Records for the task »
◆ ◆ ◆ ◆ ◆ ◆ ◆
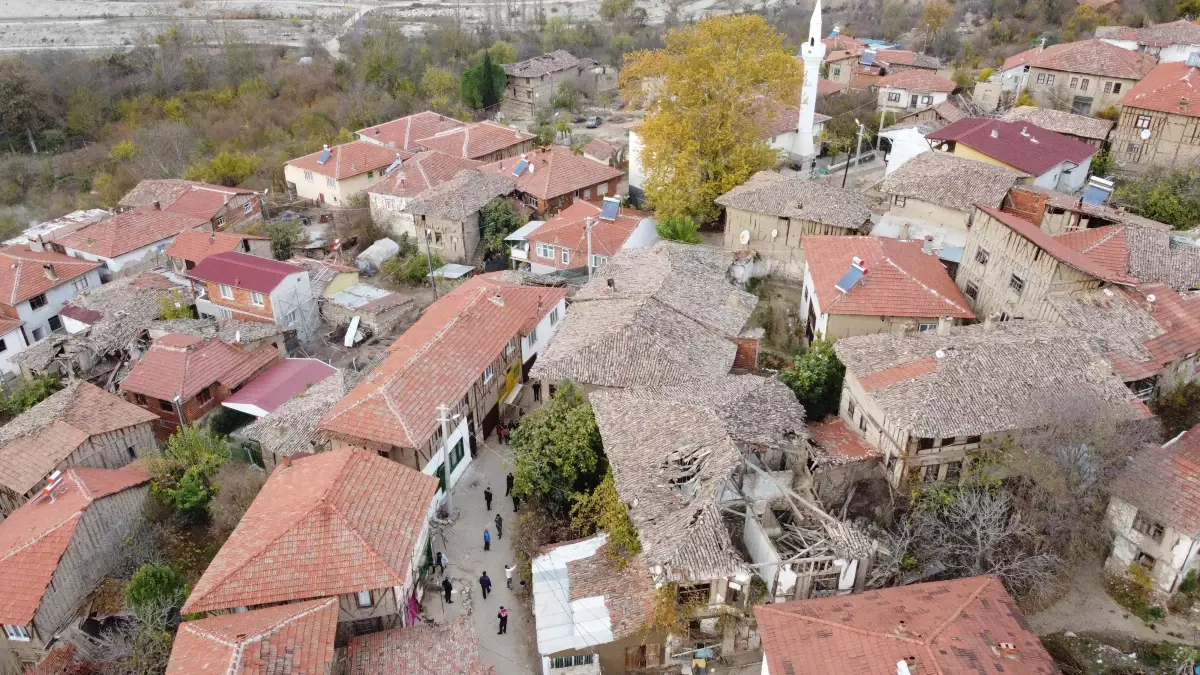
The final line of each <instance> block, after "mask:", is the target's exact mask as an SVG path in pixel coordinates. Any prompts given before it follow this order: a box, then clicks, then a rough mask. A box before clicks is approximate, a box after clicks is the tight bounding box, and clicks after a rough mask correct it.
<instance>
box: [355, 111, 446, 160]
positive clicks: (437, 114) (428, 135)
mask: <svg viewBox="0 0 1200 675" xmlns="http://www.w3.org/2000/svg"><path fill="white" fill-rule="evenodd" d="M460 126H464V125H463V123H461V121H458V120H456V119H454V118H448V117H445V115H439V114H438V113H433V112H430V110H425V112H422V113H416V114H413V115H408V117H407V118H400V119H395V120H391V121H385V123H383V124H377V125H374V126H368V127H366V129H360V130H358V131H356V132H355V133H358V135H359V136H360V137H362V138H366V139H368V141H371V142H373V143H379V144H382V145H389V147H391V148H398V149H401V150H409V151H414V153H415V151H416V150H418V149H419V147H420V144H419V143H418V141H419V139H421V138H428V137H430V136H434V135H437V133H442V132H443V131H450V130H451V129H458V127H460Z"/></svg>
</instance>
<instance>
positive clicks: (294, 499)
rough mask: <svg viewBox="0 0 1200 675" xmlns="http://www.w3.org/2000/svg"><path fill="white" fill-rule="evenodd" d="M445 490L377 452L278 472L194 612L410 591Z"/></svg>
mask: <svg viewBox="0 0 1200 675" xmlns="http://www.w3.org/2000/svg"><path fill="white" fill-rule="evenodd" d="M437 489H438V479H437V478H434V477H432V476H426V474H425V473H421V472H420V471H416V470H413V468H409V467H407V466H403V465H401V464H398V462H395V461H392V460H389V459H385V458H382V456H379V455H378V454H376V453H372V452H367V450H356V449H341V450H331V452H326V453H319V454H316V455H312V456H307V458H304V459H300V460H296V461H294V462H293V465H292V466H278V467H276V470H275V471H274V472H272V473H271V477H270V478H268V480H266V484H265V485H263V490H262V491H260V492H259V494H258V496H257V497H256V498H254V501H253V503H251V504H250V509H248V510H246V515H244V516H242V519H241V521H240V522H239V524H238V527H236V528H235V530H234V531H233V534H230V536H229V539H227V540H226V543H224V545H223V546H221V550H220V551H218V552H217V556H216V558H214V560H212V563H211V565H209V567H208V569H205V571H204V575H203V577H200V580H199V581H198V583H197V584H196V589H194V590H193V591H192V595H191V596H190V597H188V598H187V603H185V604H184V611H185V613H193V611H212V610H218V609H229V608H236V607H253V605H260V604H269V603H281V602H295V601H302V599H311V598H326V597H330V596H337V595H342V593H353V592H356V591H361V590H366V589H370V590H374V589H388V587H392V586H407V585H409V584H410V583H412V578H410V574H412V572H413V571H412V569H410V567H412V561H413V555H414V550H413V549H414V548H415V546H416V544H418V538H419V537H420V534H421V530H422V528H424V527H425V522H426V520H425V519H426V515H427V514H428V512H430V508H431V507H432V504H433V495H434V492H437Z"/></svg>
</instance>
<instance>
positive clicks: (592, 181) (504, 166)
◆ ◆ ◆ ◆ ◆ ◆ ◆
Problem requirements »
All that is wanted is an exact copy of the lines above from the one with "positive clicks: (437, 114) (428, 135)" through the one with "positive clicks: (294, 499)", with both ends included.

Finished task »
positive clicks: (437, 114) (428, 135)
mask: <svg viewBox="0 0 1200 675" xmlns="http://www.w3.org/2000/svg"><path fill="white" fill-rule="evenodd" d="M460 126H464V125H463V123H461V121H458V120H456V119H454V118H448V117H445V115H439V114H438V113H433V112H430V110H425V112H422V113H416V114H413V115H408V117H407V118H400V119H395V120H391V121H385V123H383V124H377V125H374V126H368V127H366V129H360V130H358V131H356V132H355V133H358V135H359V136H360V137H362V138H366V139H368V141H371V142H373V143H379V144H382V145H389V147H391V148H398V149H401V150H409V151H414V153H415V151H416V150H418V149H419V147H420V144H419V143H418V141H419V139H421V138H428V137H430V136H434V135H437V133H442V132H443V131H450V130H451V129H458V127H460Z"/></svg>
</instance>
<instance>
positive clicks: (294, 499)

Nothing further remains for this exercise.